SHORT PROBLEM
Render the lines below as a Markdown table with the columns Row and Line, giving each non-blank line its sequential number and omitting blank lines.

DATASET
# # # # # # #

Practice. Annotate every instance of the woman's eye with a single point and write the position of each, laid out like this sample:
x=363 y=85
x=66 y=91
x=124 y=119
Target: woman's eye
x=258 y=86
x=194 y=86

# # # # # # #

ANSWER
| Row | Line |
|---|---|
| 1 | Practice. Annotate every instance of the woman's eye with a single point and write the position of each, laid out like this sample: |
| 2 | x=363 y=85 |
| 3 | x=66 y=91 |
| 4 | x=124 y=119 |
| 5 | Target: woman's eye |
| 6 | x=258 y=86 |
| 7 | x=194 y=86 |